Work request ::
When you reach the line in the listing below that contains "Mark every instance of the white ceiling", begin returning lines exactly as written, and stop after the line that contains "Mark every instance of the white painted". Return no other lines.

>>>>>

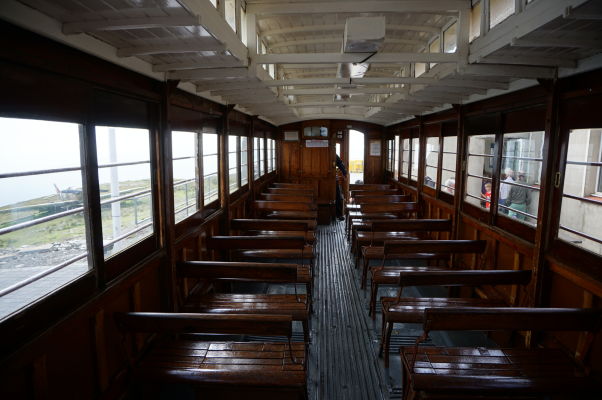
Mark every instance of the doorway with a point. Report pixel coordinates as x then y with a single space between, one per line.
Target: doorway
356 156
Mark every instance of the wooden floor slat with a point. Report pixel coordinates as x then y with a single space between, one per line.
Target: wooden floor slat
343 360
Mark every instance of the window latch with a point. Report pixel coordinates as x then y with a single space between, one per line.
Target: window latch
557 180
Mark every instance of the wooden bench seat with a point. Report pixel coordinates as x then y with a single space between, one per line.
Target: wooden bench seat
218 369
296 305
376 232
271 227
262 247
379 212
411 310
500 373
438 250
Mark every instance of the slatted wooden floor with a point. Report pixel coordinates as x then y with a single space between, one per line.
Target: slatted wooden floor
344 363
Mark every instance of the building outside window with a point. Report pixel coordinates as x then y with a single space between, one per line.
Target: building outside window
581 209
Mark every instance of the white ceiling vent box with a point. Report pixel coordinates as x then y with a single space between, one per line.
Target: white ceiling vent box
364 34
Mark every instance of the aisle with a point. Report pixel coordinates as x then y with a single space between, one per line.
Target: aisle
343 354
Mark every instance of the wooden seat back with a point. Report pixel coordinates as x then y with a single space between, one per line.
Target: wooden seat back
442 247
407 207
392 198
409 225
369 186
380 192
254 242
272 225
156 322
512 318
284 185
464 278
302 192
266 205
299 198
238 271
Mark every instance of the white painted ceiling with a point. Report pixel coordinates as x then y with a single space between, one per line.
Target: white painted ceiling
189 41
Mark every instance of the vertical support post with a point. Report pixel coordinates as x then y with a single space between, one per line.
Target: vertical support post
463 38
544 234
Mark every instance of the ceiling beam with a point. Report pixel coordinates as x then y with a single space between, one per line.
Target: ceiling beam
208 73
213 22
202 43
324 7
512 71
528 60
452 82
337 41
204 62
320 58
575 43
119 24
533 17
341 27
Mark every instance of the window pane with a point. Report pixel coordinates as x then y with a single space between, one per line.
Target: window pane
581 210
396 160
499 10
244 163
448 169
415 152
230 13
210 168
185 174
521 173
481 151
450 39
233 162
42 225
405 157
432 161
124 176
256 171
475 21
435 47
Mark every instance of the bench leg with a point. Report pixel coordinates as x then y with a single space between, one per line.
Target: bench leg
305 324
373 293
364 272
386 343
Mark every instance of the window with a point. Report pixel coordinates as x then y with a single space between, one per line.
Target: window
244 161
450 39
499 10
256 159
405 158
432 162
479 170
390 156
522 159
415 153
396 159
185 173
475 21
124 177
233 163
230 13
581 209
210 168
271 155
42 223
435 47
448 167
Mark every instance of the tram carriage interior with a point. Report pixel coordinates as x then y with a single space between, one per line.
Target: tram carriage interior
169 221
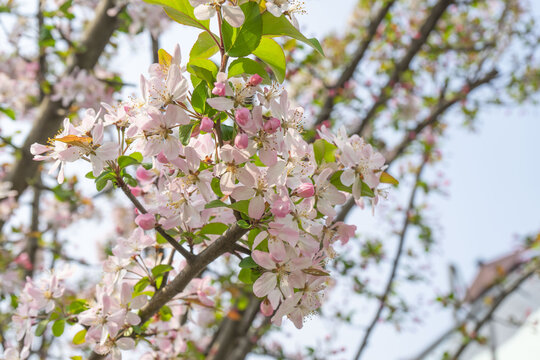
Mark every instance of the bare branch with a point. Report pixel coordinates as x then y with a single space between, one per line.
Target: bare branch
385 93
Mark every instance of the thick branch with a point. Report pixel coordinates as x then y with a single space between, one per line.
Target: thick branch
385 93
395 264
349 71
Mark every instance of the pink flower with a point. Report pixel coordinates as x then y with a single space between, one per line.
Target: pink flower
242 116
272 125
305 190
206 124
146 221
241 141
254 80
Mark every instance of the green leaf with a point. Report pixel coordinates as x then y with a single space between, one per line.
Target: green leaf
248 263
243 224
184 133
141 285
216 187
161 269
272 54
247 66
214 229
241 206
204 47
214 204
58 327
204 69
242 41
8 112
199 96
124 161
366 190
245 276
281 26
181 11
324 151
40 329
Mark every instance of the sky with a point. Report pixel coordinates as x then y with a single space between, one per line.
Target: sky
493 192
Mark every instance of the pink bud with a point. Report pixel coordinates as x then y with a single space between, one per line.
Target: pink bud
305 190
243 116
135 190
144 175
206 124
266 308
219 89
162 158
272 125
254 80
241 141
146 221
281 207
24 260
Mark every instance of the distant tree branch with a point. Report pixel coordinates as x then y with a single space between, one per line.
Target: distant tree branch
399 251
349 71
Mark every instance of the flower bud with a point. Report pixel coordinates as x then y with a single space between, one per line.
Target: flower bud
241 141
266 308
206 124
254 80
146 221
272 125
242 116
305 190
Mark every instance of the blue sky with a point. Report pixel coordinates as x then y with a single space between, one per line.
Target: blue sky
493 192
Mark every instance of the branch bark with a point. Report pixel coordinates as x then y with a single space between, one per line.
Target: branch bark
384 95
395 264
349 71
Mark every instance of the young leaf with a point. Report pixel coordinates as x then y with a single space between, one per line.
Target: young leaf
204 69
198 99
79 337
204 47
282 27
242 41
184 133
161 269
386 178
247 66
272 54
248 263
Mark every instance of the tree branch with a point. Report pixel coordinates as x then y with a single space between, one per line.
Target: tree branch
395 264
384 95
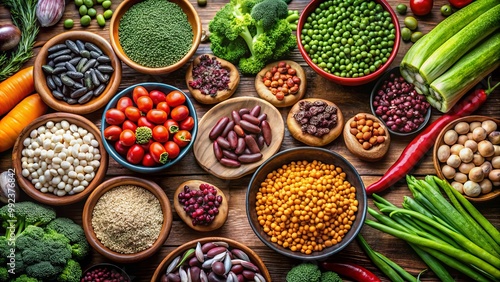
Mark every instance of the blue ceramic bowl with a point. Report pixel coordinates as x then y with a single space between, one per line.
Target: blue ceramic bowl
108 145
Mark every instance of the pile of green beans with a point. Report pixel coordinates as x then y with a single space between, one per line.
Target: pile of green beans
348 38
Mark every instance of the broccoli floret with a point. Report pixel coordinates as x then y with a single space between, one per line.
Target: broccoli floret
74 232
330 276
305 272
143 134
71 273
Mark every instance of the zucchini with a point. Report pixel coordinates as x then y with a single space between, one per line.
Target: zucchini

<<<<<
>>>>>

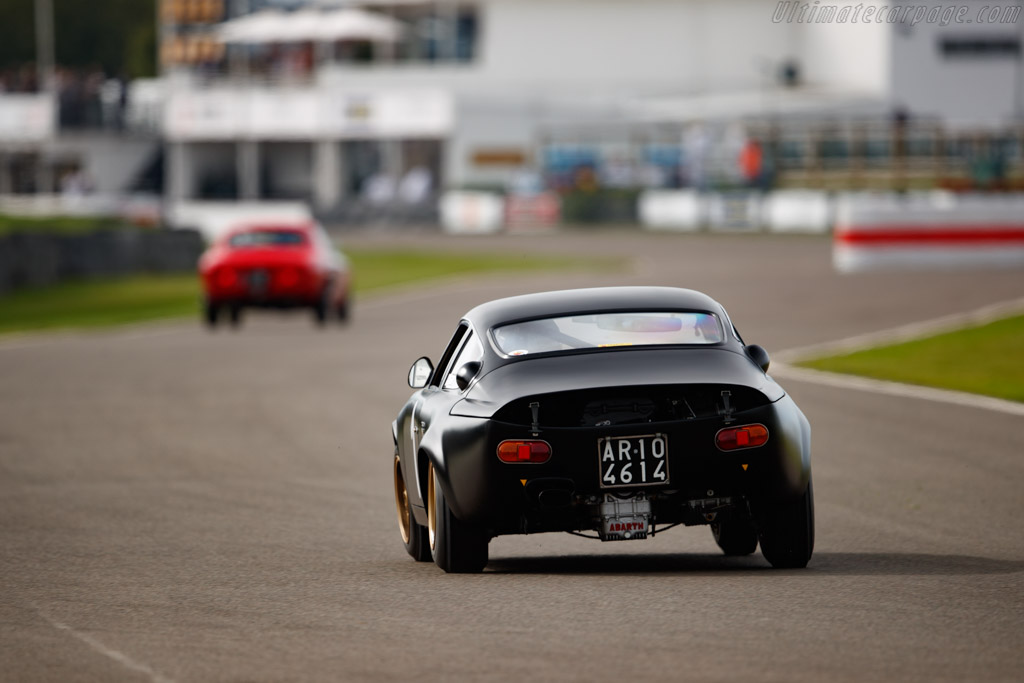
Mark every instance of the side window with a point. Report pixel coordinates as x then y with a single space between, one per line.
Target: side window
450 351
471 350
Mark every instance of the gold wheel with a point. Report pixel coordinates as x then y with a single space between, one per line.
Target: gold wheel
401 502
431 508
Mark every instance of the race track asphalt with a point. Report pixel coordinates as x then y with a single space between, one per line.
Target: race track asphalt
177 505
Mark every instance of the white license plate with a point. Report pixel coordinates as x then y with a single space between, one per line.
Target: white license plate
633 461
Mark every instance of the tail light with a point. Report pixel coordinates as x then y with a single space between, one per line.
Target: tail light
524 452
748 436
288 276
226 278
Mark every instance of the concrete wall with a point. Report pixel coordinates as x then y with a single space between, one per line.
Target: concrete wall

<<<<<
>>>>>

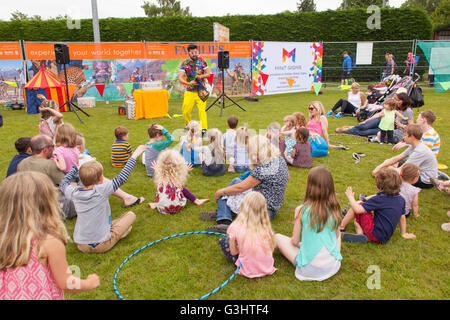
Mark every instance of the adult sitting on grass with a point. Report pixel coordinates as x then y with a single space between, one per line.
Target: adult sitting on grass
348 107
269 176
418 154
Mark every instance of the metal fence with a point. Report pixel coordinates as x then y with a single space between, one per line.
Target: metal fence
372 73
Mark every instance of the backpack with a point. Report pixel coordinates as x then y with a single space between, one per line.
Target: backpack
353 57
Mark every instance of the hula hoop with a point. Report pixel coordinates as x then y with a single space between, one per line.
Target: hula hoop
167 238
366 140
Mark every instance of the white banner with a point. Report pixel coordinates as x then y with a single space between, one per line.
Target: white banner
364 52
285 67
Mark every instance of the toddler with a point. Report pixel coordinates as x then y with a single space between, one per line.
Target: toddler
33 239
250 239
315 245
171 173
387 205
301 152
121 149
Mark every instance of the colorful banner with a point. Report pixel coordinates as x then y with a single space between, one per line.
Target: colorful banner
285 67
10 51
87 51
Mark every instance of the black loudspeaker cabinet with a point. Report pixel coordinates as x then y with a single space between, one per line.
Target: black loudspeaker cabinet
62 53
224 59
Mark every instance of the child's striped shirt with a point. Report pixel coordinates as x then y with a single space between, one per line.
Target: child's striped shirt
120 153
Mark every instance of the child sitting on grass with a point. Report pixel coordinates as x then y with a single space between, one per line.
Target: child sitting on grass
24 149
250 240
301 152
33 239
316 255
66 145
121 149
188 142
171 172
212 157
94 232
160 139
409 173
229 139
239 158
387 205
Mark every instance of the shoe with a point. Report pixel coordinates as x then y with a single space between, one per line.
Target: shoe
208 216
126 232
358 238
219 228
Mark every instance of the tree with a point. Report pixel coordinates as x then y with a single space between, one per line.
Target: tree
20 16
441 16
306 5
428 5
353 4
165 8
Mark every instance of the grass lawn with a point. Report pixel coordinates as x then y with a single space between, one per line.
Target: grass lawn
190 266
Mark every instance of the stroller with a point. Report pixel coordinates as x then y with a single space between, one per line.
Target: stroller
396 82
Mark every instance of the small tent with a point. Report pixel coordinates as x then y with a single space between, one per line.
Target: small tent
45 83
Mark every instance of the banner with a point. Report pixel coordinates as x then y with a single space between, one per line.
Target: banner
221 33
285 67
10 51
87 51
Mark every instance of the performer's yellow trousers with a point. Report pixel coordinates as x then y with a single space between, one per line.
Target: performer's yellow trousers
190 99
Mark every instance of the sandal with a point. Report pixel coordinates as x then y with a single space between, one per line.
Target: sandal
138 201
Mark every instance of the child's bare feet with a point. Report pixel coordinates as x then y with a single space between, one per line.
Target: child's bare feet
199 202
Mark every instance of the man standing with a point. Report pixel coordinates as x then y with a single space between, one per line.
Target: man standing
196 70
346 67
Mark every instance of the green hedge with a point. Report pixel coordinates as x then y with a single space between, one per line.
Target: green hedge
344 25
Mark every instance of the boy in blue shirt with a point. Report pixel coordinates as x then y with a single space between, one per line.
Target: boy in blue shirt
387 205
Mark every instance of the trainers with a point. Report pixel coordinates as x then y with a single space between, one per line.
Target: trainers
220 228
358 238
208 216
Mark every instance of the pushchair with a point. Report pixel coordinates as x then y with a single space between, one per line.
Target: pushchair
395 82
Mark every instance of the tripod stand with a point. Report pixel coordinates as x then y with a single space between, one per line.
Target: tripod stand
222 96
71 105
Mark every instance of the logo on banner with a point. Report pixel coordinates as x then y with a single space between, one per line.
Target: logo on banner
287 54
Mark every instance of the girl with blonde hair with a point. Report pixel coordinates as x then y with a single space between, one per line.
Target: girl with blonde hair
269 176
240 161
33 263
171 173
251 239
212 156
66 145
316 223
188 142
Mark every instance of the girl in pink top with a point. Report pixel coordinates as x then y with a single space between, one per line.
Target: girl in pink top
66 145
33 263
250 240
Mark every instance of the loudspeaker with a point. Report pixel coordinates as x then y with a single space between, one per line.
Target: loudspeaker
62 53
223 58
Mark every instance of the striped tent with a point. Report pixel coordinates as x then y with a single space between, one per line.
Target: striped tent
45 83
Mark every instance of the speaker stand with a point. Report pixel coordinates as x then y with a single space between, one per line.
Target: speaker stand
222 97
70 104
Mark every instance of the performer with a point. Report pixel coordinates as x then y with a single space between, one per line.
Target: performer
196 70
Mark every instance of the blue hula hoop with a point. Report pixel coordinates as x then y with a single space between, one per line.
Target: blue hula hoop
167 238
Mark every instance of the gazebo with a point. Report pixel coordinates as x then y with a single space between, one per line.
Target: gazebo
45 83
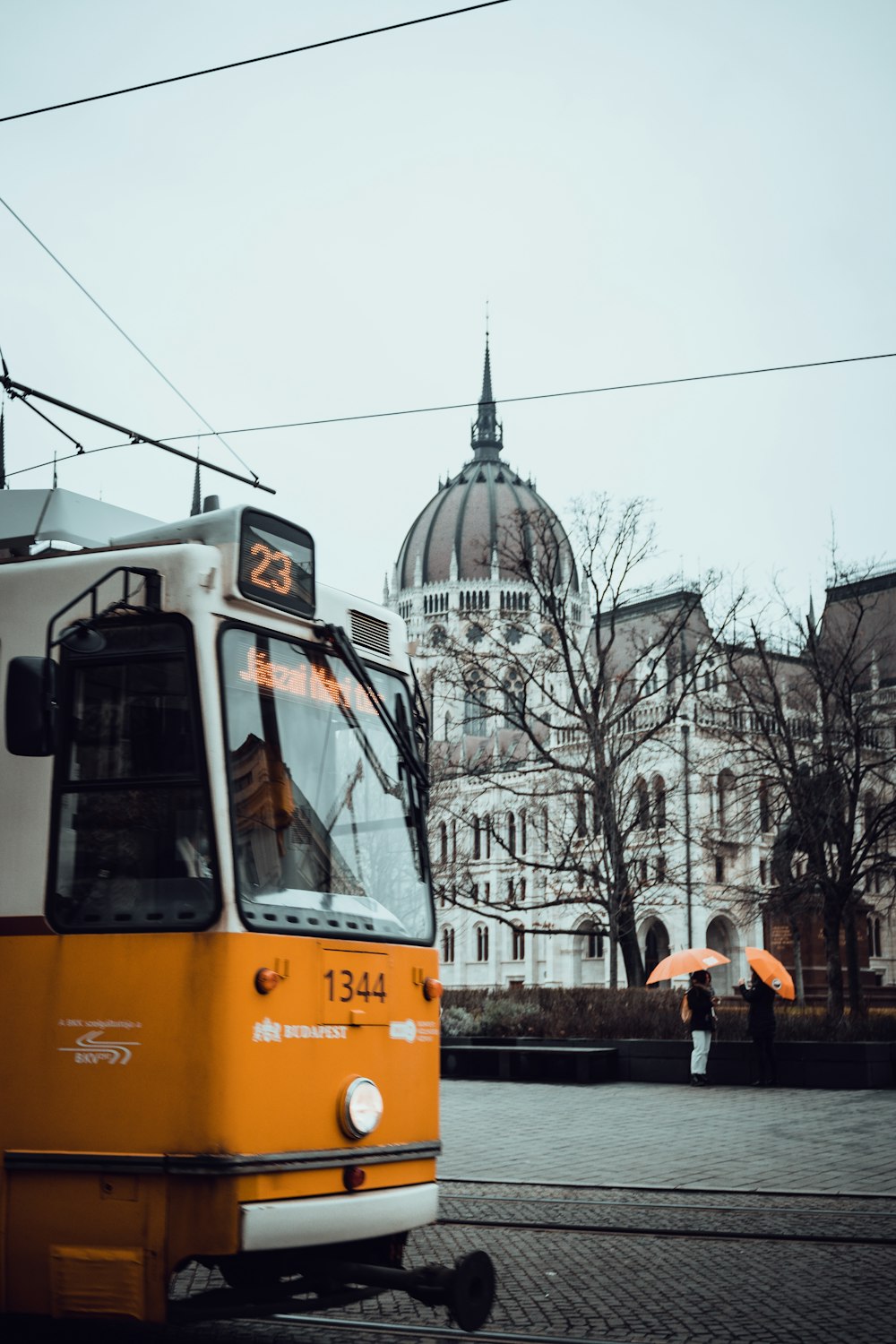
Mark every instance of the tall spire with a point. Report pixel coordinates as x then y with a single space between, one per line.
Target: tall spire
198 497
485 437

<<<<<

Output of the exercise ::
Mark every instance of the white ceiling vent box with a point. Report pixel coordinates as x then y with a single space between, one per line.
Target: white ceiling vent box
364 34
Mark every instance of the aisle with a point. Report pixel coordinates as x then y with a single space between, one per line.
Target: aisle
343 354
Mark every instance of the wooden seat back with a point. Report pixel coordinates as x then y with a single space between, one per line.
Target: wooden seat back
442 247
407 207
392 198
409 225
369 186
380 192
254 242
272 225
156 322
512 318
284 185
464 278
302 192
266 205
299 198
238 271
Mark every instance of the white painted ceiling with a point. Report pixel coordinates as x then y with a single space between, one per line.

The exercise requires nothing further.